Approximately 375,000 surgical procedures per year are performed in the VHA, most being monitored by VA Surgical Quality Improvement Program (VASQIP, formerly NSQIP). A study using VASQIP data from FY-04 found 3.1% 30-day mortality, 10.7% at one year, and 43% at five years. While the VASQIP was initially successful in reducing peri-operative morbidity and mortality, further improvement has slowed. To continue improvement, new research must be pursued in two directions, exploiting new sources data and applying improved analytic methods to identify subgroups at risk for adverse outcomes.
The objectives of this study are to a) identify novel predictors of adverse outcomes with a focus on physiologic dynamics, b) implement and evaluate Atul Gawande's "Surgical Apgar" risk score using VASQIP data, c) compare the predictive capabilities of models incorporating new measures and the Surgical Apgar to the currently used VASQIP models, d) explore additional modeling and classification methods, e) assess whether these additional methods and measures significantly improve predictive performance.
The VASQIP data has been collecting comprehensive pre-operative and outcomes data on a substantial sample of surgeries in VA nationwide since 1994. An ongoing study (VA HSR&D IIR 05-229, PI Dr. John Bian-- formerly Dr. Terri Monk) collected and standardized AIMS data from multiple VA facilities and merged it with VASQIP data for approximately 30,000 surgeries. Novel summary measures of the AIMS data were identified, focusing on physiologic dynamics and were incorporated into standard predictive models. Additional prediction methods have been applied including classification and regression trees (CART), hybrid CART/logistic regression, random forests, support vector machines, and boosting. Last, We have calculated the surgical Apgar score (SAS) for our analytical sample using intraoperative heart rate and blood pressure data and a published algorithm to calculate estimated blood loss from VASQIP data and hematoctrit values. Using 1000 iterations of split-sample validation we have compared the performance of the SAS to VASQIP-based models and to VASQIP models augmented with the individual components of the SAS using c-statistics overall and stratified by surgical specialty. Learning curve analyses have compared the performance of logistic regression models to CART models and random forests and have not found a substantial improvement with the machine learning methods in this data set.
The performance of the surgical Apgar and the augmented Apgar methods varies widely by specialty, with the best performance for GI surgery. Overall and in stratified analyses, the VASQIP-based and augemented VASQIP-based models performed significantly better than the surgical Apgar. Learning curve analyses comparing logistic regression methods to CART and hybrid CART/Regression methods suggest that CART and random forests do not offer substantial improvement over standard methods for predicting adverse outcomes with this data.

=== GIVEN ENTRIES ===
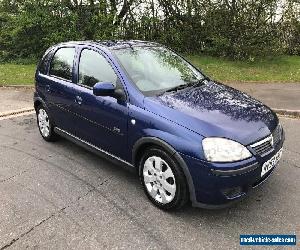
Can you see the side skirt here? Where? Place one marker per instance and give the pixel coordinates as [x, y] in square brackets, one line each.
[94, 149]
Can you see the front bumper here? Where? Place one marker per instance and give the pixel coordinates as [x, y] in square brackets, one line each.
[213, 190]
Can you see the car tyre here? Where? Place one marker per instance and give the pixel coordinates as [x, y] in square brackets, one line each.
[163, 179]
[45, 124]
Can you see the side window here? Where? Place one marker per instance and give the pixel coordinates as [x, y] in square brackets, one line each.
[94, 68]
[62, 63]
[44, 64]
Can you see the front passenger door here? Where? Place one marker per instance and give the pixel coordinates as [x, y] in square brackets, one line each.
[102, 120]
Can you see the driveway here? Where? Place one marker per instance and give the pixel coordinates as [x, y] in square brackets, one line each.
[59, 196]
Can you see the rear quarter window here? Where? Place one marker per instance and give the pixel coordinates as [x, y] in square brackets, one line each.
[62, 63]
[43, 65]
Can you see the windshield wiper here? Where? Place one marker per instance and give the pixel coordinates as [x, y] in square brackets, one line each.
[176, 88]
[186, 85]
[200, 82]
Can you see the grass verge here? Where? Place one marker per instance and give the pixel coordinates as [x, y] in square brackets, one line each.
[278, 69]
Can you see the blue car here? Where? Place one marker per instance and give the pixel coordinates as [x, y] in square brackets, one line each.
[140, 104]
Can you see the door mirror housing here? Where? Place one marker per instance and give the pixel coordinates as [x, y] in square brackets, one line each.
[108, 89]
[103, 89]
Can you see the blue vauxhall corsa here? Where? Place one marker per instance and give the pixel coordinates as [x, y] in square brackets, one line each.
[141, 104]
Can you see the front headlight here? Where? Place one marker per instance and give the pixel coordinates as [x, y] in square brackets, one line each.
[224, 150]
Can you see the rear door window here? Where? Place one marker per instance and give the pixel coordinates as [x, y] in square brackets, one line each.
[62, 63]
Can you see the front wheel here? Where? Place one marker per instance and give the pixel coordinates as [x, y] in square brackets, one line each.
[163, 180]
[45, 125]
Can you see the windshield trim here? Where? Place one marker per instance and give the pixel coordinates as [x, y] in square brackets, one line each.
[160, 91]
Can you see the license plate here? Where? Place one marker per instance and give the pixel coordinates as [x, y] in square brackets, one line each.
[267, 166]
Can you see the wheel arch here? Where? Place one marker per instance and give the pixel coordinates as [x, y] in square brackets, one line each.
[146, 142]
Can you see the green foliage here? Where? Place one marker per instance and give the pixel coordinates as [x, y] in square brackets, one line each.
[237, 29]
[276, 69]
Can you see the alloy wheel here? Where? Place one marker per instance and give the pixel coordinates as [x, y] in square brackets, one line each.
[159, 179]
[44, 123]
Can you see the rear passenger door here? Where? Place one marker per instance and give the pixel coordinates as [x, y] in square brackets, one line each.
[102, 120]
[59, 87]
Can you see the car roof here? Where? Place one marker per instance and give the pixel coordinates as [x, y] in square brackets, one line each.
[111, 44]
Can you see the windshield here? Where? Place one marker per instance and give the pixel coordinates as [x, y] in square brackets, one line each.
[156, 69]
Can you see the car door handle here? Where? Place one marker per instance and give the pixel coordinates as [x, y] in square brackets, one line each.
[47, 88]
[78, 99]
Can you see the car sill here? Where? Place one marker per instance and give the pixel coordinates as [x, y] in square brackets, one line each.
[90, 146]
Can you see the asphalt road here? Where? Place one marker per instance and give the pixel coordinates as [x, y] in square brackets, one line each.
[59, 196]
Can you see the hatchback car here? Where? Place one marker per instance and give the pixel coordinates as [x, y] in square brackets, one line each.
[189, 138]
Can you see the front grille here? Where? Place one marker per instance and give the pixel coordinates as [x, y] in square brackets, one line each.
[263, 148]
[277, 133]
[266, 145]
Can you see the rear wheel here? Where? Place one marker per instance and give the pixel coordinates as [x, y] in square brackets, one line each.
[163, 180]
[45, 125]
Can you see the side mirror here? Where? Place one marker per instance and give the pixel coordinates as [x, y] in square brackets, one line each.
[108, 89]
[103, 89]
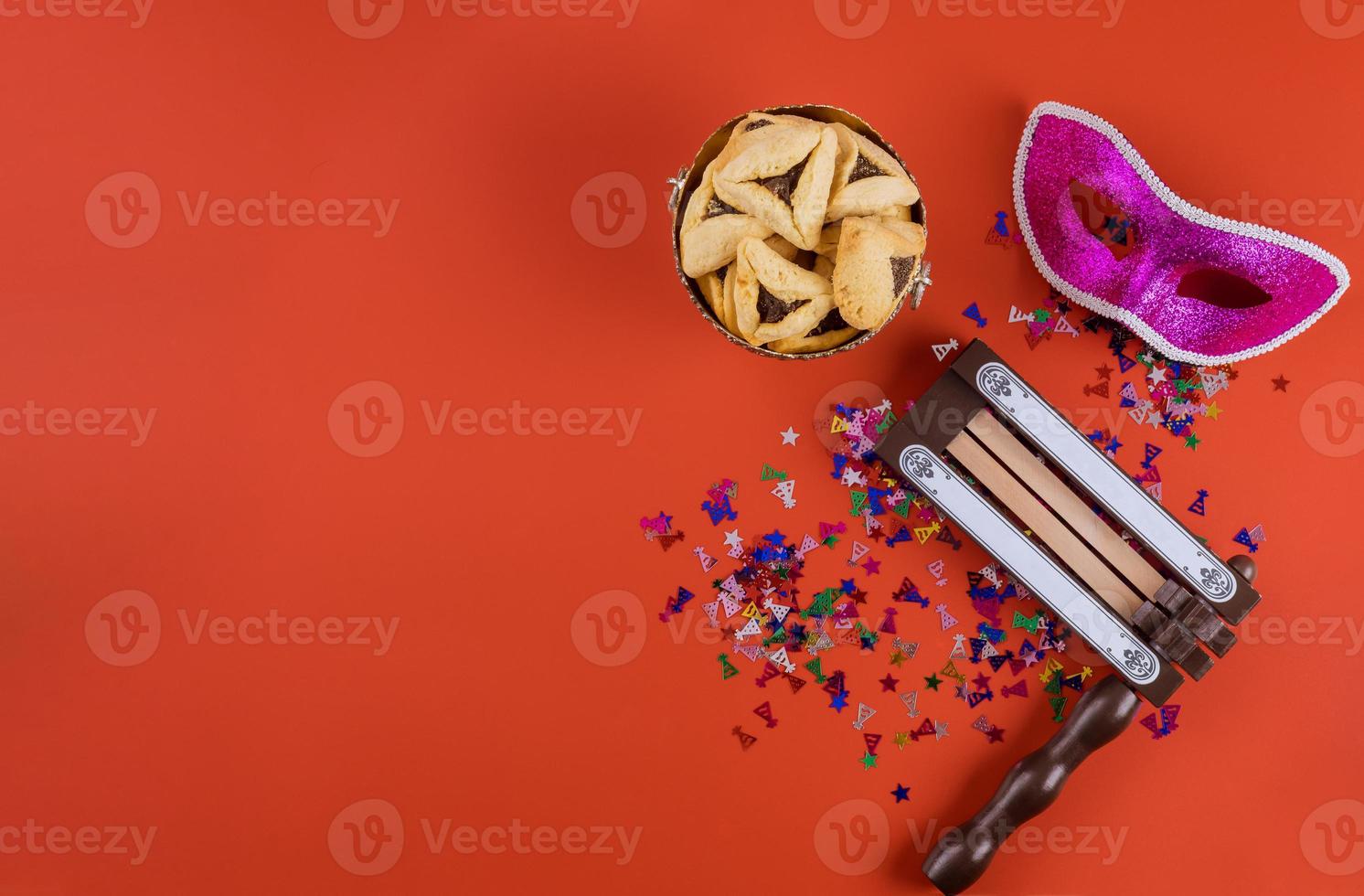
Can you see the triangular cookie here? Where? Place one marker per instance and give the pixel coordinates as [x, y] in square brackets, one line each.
[876, 265]
[867, 179]
[782, 177]
[711, 228]
[775, 299]
[828, 244]
[718, 286]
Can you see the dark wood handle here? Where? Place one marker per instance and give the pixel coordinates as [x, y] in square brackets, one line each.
[962, 855]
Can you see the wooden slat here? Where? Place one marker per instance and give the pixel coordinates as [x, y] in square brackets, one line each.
[1052, 532]
[1065, 504]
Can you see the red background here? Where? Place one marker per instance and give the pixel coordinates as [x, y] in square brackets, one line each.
[485, 546]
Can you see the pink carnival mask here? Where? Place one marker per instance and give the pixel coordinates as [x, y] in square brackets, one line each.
[1197, 286]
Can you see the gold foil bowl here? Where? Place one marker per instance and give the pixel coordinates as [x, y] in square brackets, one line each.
[689, 177]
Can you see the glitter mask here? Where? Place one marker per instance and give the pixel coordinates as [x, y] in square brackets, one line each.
[1197, 286]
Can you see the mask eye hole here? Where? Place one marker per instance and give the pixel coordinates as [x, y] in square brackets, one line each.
[1222, 289]
[1103, 219]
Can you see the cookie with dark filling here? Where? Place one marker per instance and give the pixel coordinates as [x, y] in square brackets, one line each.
[773, 297]
[867, 179]
[712, 228]
[829, 332]
[878, 261]
[718, 286]
[782, 177]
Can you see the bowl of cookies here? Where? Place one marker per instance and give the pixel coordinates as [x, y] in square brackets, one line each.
[798, 232]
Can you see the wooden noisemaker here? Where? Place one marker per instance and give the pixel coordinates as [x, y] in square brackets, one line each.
[1036, 517]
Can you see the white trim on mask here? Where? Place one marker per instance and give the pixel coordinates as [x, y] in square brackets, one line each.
[1180, 208]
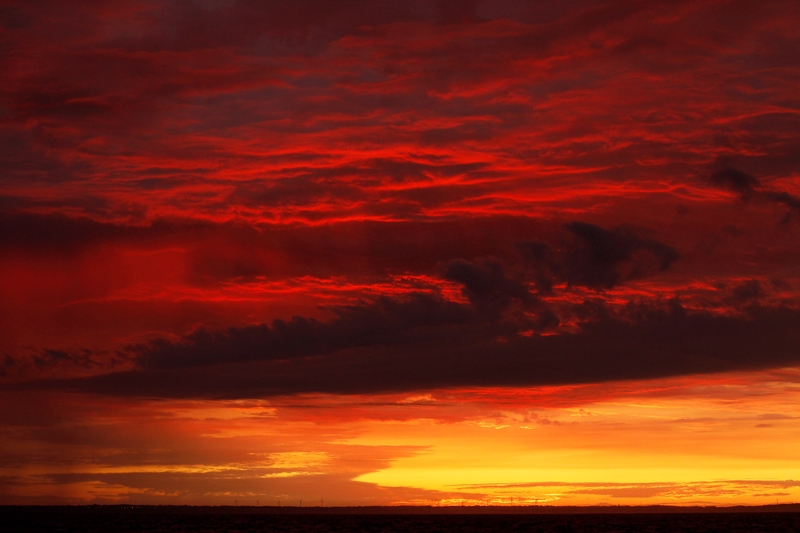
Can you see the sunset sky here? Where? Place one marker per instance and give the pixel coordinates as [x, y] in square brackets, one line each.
[400, 252]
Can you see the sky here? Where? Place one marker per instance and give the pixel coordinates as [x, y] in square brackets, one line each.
[478, 252]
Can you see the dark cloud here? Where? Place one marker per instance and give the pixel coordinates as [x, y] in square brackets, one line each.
[384, 322]
[487, 286]
[421, 353]
[747, 291]
[736, 180]
[597, 258]
[748, 187]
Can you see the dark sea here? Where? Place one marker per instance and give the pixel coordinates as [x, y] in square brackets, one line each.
[107, 519]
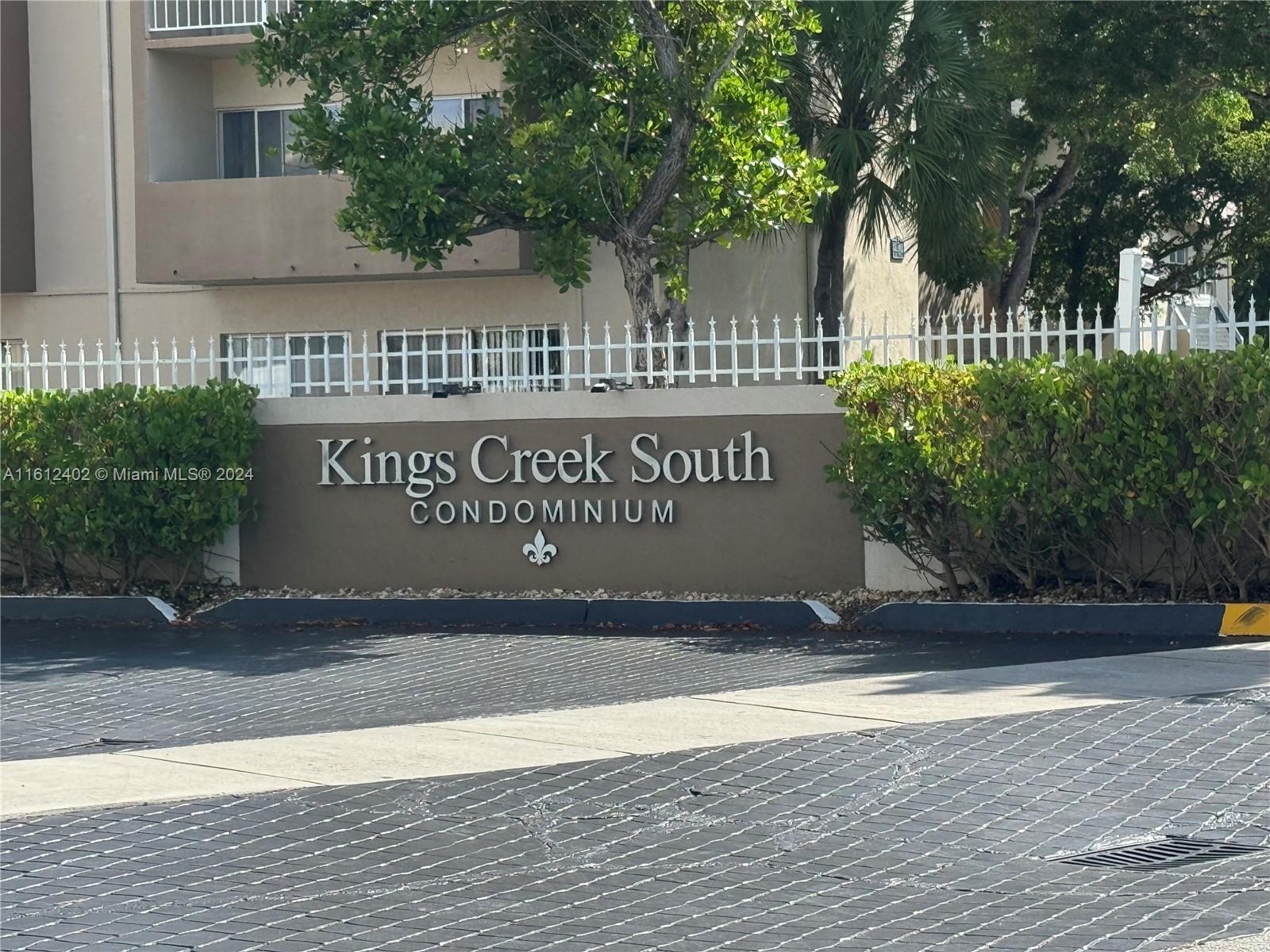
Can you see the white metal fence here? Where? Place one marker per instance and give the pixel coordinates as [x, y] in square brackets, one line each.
[552, 357]
[237, 16]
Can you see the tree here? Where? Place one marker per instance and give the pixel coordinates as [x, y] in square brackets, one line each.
[1091, 76]
[902, 105]
[648, 125]
[1216, 207]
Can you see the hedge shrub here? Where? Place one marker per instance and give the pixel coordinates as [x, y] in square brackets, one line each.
[69, 509]
[1024, 474]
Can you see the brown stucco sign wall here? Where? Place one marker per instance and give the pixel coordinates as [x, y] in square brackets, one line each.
[702, 501]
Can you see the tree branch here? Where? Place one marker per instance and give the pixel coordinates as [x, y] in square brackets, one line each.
[725, 63]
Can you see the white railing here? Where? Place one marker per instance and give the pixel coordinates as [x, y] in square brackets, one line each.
[552, 357]
[235, 16]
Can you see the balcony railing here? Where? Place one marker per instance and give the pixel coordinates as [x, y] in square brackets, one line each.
[169, 17]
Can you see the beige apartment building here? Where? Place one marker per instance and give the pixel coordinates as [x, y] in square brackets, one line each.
[149, 194]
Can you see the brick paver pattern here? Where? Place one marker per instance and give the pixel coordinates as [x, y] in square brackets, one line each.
[931, 837]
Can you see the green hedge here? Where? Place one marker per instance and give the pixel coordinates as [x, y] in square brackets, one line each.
[71, 505]
[1026, 475]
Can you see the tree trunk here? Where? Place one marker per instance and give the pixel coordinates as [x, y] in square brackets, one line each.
[829, 264]
[637, 264]
[1020, 267]
[827, 296]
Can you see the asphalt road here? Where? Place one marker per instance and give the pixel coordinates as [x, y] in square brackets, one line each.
[74, 691]
[941, 835]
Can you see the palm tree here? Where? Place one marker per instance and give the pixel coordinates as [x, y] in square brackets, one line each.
[899, 101]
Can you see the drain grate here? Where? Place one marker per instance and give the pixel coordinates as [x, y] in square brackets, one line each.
[1161, 854]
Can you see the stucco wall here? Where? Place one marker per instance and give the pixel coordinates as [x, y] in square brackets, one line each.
[67, 143]
[183, 140]
[17, 225]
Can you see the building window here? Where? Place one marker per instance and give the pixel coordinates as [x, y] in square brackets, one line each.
[260, 144]
[511, 359]
[455, 112]
[289, 365]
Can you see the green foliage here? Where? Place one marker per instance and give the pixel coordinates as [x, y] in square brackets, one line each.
[92, 518]
[1168, 88]
[656, 125]
[1147, 467]
[903, 105]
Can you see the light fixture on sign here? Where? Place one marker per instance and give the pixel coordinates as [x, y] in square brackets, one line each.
[609, 384]
[446, 390]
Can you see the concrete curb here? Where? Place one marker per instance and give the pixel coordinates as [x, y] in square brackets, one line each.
[545, 612]
[102, 609]
[1032, 619]
[391, 611]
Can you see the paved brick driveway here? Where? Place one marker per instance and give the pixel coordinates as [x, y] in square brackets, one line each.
[64, 689]
[927, 837]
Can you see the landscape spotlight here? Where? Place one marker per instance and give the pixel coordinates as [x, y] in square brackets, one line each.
[607, 384]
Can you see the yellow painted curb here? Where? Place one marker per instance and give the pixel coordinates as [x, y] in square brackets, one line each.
[1246, 619]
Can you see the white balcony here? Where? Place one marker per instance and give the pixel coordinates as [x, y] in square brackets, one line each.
[210, 17]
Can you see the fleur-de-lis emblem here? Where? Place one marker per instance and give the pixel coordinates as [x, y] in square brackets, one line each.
[540, 551]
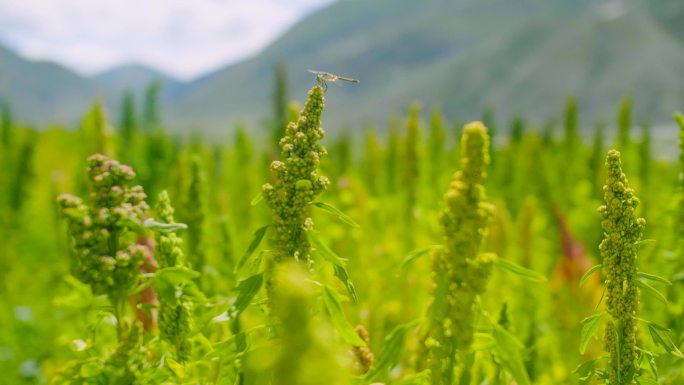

=== WHAT YOU WILL DO ===
From the VA surgical outcomes study summary above, write out word for word the passage between "The objectives of" and "improve predictive performance.", inclusive.

=== OUTPUT ===
The objectives of this study are to a) identify novel predictors of adverse outcomes with a focus on physiologic dynamics, b) implement and evaluate Atul Gawande's "Surgical Apgar" risk score using VASQIP data, c) compare the predictive capabilities of models incorporating new measures and the Surgical Apgar to the currently used VASQIP models, d) explore additional modeling and classification methods, e) assess whether these additional methods and measures significantly improve predictive performance.